Exercise directions — The lines to return are the one containing "of the scattered" and all that follow it in the entries below, duplicated exactly and nothing else.

Recorded data below:

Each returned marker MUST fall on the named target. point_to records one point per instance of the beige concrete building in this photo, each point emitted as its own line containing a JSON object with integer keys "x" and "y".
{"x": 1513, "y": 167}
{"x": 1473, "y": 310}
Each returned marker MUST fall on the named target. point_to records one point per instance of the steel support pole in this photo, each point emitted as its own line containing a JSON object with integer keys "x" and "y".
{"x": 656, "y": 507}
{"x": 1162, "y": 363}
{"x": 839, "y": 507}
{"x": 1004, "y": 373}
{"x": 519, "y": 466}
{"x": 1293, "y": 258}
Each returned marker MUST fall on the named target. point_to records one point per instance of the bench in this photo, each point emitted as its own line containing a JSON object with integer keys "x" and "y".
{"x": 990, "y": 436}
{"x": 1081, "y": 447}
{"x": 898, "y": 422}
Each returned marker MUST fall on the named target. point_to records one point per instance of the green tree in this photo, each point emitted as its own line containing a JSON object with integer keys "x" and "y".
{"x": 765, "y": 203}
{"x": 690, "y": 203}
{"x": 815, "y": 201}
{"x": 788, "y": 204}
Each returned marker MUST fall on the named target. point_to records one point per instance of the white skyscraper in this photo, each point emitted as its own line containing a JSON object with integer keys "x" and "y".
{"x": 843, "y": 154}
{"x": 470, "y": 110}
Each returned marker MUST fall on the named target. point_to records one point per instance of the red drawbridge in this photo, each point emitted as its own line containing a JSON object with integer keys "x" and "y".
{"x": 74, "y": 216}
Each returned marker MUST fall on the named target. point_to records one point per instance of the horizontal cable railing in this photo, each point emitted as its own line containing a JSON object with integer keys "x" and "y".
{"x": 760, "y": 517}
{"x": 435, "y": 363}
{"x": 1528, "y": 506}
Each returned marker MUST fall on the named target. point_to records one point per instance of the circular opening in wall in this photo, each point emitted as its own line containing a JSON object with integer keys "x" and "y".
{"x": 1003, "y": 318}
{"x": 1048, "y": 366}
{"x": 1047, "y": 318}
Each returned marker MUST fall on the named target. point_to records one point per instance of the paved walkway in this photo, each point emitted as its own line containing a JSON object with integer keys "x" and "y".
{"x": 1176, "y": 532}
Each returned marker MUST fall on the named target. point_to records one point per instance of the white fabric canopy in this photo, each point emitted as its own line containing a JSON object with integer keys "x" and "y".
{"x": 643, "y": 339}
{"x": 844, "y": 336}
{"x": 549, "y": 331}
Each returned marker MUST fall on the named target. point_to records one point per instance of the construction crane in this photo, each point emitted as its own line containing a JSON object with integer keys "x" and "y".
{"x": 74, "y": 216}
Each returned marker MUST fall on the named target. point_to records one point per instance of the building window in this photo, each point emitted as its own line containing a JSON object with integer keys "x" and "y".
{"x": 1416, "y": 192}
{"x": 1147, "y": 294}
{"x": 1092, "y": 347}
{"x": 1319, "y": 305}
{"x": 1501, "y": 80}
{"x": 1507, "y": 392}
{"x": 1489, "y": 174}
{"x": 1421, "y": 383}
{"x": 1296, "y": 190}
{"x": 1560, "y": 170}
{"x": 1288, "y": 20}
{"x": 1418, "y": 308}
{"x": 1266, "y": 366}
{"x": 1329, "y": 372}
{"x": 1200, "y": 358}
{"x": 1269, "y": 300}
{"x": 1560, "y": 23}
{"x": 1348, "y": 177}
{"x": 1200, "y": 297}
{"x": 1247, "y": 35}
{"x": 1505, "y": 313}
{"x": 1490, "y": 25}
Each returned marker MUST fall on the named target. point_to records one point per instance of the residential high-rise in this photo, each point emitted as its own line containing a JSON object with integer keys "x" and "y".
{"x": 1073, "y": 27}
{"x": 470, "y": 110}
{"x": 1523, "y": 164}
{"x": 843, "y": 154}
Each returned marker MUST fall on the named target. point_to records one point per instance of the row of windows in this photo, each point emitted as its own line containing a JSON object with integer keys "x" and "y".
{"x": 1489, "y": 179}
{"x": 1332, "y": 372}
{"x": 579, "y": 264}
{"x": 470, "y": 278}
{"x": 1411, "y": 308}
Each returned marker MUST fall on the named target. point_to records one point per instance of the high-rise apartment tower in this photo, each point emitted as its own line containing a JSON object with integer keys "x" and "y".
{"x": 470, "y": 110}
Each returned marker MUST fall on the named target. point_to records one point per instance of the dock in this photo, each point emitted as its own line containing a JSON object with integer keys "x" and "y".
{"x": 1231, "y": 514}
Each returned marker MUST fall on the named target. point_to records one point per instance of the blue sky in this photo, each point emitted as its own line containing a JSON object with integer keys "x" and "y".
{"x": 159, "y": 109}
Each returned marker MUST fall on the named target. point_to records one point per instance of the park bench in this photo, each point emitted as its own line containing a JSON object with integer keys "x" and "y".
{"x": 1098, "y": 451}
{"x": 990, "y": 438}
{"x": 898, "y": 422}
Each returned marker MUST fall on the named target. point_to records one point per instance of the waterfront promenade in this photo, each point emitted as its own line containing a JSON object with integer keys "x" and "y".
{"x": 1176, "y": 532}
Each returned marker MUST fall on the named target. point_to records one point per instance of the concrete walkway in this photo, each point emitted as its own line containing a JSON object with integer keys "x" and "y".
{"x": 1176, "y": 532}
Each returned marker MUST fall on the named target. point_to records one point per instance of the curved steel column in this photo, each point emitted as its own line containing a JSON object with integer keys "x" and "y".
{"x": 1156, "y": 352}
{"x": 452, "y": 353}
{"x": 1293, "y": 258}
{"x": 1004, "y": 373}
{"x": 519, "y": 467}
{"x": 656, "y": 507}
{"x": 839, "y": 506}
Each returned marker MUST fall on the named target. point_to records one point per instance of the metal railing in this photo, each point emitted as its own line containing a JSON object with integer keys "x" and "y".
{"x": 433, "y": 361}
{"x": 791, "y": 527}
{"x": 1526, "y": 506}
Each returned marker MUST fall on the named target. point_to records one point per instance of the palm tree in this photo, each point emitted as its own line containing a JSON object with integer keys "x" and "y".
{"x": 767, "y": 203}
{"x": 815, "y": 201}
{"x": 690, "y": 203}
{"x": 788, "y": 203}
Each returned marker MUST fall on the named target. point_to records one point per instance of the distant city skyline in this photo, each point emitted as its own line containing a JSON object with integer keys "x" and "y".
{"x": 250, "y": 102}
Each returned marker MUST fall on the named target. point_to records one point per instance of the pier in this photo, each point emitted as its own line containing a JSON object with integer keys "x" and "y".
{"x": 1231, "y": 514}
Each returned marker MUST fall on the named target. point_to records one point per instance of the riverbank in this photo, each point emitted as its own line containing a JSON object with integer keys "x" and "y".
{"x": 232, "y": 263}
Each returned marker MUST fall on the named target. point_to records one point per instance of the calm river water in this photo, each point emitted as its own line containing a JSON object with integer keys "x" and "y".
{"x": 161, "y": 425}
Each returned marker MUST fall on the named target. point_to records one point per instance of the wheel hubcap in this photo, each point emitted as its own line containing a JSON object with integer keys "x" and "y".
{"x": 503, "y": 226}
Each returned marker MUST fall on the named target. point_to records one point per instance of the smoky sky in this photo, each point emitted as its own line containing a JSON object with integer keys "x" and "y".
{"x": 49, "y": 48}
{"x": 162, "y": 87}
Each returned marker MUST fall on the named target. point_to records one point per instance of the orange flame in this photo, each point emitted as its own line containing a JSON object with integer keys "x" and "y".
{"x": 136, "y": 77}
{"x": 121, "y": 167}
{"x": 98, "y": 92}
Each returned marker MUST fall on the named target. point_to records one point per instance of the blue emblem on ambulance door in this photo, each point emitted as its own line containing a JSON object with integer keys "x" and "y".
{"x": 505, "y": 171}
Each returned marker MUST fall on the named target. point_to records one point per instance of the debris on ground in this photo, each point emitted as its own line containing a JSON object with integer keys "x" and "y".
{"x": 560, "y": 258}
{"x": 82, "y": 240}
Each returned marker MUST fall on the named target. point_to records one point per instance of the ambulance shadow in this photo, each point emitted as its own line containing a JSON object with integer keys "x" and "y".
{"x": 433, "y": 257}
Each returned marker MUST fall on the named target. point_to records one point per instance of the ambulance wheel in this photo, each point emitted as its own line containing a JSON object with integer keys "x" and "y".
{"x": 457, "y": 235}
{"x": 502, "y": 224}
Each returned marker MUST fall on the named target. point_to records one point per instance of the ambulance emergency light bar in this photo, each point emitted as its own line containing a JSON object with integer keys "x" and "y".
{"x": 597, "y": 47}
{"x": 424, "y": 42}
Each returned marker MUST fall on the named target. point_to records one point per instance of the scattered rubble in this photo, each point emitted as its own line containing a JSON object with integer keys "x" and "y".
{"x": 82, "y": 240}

End of Recorded data.

Expected output —
Each returned marker MUST fall on the named target. point_to records one point per instance of the scattered rubble in this photo, each point emitted as its own line containing a JSON object with integer keys "x" and "y".
{"x": 82, "y": 240}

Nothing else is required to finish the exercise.